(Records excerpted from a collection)
———
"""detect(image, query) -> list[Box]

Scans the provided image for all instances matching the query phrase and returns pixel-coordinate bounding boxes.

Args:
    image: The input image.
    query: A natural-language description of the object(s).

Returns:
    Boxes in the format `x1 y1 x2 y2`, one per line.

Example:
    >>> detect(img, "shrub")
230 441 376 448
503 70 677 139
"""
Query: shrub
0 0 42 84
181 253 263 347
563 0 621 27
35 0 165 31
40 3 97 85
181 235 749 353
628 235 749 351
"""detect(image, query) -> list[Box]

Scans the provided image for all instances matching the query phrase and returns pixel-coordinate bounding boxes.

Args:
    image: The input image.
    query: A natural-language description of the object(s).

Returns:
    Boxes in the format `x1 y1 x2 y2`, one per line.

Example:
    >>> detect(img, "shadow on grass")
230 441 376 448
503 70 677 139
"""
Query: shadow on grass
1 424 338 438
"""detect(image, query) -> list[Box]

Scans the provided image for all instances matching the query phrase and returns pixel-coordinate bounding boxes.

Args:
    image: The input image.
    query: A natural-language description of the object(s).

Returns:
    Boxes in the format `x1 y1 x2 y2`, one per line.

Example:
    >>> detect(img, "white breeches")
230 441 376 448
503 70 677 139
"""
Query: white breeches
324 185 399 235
———
- **Prompt**
Each entry above is to be duplicated exactly, with nothing left out.

- **Answer box**
"""detect(image, query) -> list[Box]

Scans the provided image for all instances matching the query phrase and returns pixel-coordinate bounding boxes.

Args:
    image: The input image.
    query: A natural-language description of the object(s).

Returns:
    Boxes in the format `x1 y1 x2 y2`, one per line.

Example:
    >>> detect(img, "shrub")
230 441 376 448
503 70 677 139
"""
Query: shrub
0 0 42 84
181 253 263 347
563 0 621 27
35 0 165 31
40 3 97 85
181 235 749 353
628 235 749 351
"""detect(image, query) -> list[Box]

Scans the provided image for all instances matching the query phrase and returns pixel-coordinate bounding boxes.

Args:
    image: The input image.
    query: A natural-language description of the object(s).

Returns:
    Boxes in the format `x1 y1 x2 y2`, one per line.

Example:
    >>> detect(img, "shadow on grass")
230 441 376 448
503 70 677 139
"""
Query: shadow on grass
1 424 338 438
"""detect(image, query) -> list[Box]

Scans the provided image for all instances matching the query phrase and returns pixel-coordinate bounding boxes.

Args:
    image: The input image.
    query: A natural-language description of the object(s).

Returns:
    Boxes in the format `x1 y1 x2 y2`, one per line.

Example:
    >>> detect(img, "white breeches")
230 441 376 448
503 70 677 139
"""
Query: white breeches
324 185 399 235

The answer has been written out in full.